Required work: Your task is to reproduce the listing exactly, without its images.
Material for the task below:
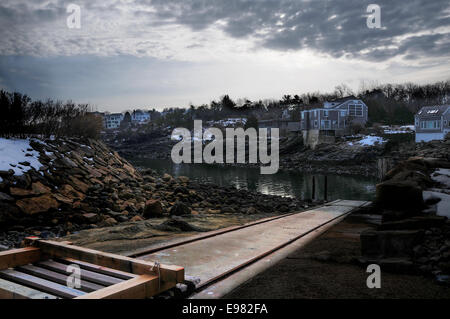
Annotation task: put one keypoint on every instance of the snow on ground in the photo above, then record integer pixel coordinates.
(13, 152)
(405, 129)
(368, 141)
(443, 207)
(442, 175)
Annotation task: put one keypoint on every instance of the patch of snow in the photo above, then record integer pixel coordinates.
(442, 175)
(13, 151)
(443, 207)
(398, 132)
(368, 141)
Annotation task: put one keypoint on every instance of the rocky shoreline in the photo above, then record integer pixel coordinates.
(414, 201)
(82, 184)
End of Material for the task.
Response to this task:
Annotation task: put one keypoint on every instance of the snow on ground in the photo above, then record integer pixel coordinates.
(13, 152)
(405, 129)
(368, 141)
(443, 207)
(442, 175)
Annotation task: put one keypoint on every instance of the patch of snow in the photo above, then record integer pixel coordinates.
(442, 175)
(13, 151)
(443, 207)
(398, 132)
(368, 141)
Annotation task: put one keypoint on every instance of the rocky shoreline in the photo above, then record integer pixel coordinates.
(414, 201)
(82, 184)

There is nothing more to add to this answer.